■ Input material
● ● ● ●
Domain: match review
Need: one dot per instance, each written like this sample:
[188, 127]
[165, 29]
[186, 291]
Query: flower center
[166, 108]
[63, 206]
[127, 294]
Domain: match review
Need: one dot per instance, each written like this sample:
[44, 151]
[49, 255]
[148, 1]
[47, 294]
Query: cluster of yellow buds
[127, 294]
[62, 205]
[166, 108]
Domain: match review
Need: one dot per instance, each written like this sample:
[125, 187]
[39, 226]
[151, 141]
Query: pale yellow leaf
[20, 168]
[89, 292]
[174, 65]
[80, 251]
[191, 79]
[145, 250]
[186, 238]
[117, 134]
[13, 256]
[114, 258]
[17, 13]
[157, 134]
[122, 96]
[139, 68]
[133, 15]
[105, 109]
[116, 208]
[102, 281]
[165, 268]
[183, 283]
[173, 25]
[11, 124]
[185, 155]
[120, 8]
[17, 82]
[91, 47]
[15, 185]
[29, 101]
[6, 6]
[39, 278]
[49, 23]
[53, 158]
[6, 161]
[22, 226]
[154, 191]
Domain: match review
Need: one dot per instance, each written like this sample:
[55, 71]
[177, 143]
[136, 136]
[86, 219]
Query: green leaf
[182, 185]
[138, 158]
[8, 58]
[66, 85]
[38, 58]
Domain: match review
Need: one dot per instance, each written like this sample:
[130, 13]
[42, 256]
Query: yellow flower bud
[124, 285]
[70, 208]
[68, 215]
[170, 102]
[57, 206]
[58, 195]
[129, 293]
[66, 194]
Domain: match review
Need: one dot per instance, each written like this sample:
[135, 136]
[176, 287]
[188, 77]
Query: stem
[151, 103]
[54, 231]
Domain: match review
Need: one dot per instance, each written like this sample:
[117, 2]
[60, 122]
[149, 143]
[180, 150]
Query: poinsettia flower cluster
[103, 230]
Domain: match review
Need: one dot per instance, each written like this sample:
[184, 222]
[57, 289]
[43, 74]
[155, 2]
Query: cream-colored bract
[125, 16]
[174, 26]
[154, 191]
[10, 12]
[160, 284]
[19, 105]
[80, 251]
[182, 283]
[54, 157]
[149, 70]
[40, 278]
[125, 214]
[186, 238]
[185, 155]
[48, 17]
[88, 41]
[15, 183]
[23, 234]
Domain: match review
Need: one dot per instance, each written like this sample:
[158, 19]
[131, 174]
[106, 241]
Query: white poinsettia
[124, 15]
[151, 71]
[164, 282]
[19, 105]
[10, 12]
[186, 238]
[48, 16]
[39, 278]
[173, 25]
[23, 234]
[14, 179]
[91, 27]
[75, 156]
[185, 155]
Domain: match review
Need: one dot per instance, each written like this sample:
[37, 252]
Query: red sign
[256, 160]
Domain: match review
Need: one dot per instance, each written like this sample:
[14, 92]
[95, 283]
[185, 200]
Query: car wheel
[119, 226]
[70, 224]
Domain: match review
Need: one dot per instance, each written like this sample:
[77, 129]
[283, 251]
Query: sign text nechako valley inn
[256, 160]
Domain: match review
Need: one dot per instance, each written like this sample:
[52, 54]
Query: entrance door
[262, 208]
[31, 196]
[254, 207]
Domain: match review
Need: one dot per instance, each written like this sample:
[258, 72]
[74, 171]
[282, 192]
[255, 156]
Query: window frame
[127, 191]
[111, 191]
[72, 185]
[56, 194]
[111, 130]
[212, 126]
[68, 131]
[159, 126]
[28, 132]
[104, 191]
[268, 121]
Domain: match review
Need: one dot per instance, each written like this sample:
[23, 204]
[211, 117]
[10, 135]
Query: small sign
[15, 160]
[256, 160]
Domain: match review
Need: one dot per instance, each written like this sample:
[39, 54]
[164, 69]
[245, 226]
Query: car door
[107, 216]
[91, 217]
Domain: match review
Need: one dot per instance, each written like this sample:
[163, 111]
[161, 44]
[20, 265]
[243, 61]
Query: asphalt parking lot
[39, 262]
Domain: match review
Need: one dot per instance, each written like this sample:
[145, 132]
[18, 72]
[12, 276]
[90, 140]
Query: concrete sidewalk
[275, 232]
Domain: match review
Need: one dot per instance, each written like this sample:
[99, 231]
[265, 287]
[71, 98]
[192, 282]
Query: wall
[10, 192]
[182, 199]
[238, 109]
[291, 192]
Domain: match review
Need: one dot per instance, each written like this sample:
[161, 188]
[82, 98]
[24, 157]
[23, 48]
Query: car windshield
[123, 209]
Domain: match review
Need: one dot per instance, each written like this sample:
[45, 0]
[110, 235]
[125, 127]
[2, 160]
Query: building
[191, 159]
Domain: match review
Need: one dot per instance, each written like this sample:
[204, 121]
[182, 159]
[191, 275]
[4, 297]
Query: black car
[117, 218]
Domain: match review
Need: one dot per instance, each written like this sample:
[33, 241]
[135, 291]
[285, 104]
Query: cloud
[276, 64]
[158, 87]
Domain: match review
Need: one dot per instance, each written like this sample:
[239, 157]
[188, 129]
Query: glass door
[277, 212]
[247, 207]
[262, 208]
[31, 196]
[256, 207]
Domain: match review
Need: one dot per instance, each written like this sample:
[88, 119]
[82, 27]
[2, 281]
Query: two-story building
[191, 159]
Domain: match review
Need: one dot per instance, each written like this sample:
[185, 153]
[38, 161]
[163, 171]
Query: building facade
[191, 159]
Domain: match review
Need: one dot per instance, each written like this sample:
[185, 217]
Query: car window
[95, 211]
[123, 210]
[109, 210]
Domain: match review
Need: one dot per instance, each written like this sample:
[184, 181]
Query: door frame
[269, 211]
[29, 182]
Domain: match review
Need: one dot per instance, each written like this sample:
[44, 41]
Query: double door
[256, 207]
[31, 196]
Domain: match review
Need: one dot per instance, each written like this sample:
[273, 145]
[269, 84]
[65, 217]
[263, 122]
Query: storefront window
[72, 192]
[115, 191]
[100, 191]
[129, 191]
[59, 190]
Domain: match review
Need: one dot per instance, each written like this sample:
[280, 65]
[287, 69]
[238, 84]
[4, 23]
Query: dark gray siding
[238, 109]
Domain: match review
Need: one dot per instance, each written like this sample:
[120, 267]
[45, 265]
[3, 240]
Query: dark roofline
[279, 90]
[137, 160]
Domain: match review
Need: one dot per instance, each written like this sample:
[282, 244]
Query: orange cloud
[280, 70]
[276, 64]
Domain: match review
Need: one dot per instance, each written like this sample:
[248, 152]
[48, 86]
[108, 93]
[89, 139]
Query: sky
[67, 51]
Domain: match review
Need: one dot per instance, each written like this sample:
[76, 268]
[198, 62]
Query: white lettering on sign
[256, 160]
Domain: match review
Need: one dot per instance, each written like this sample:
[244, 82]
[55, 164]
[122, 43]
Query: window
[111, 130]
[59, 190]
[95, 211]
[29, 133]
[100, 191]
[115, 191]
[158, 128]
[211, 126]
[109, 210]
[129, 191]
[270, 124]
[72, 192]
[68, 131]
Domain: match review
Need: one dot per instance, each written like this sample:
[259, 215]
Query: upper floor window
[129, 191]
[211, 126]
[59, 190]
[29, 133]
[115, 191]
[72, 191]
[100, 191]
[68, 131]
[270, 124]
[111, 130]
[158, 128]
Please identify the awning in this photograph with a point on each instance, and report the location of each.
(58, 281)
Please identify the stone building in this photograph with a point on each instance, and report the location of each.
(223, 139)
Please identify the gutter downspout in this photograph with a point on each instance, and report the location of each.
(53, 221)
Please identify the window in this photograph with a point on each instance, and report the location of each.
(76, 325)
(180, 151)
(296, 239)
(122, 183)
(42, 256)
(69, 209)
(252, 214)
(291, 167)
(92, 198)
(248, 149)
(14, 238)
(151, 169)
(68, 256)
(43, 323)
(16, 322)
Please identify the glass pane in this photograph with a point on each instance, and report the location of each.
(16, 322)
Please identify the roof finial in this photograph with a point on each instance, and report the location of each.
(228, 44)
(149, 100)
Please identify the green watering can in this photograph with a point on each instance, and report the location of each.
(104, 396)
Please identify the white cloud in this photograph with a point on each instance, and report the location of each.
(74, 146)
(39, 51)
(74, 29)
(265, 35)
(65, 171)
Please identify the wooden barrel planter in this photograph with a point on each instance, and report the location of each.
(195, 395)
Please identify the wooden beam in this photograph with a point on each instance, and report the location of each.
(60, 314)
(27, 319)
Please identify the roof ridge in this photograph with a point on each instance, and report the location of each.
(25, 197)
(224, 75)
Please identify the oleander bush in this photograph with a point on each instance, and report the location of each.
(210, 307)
● ● ● ●
■ Written exercise
Copy out the lines above, beginning with the one that contains "Please identify the wooden beam" and ending with the last line, both included.

■ Final result
Please identify the wooden beam in this photograph with a point on each instance, and report the location of each.
(60, 314)
(27, 319)
Please identify the roof ridge in this photograph with a point on each instance, and report the location of each.
(25, 197)
(224, 75)
Please identify the oleander bush in this photograph with a point on each instance, and report the location of each.
(210, 307)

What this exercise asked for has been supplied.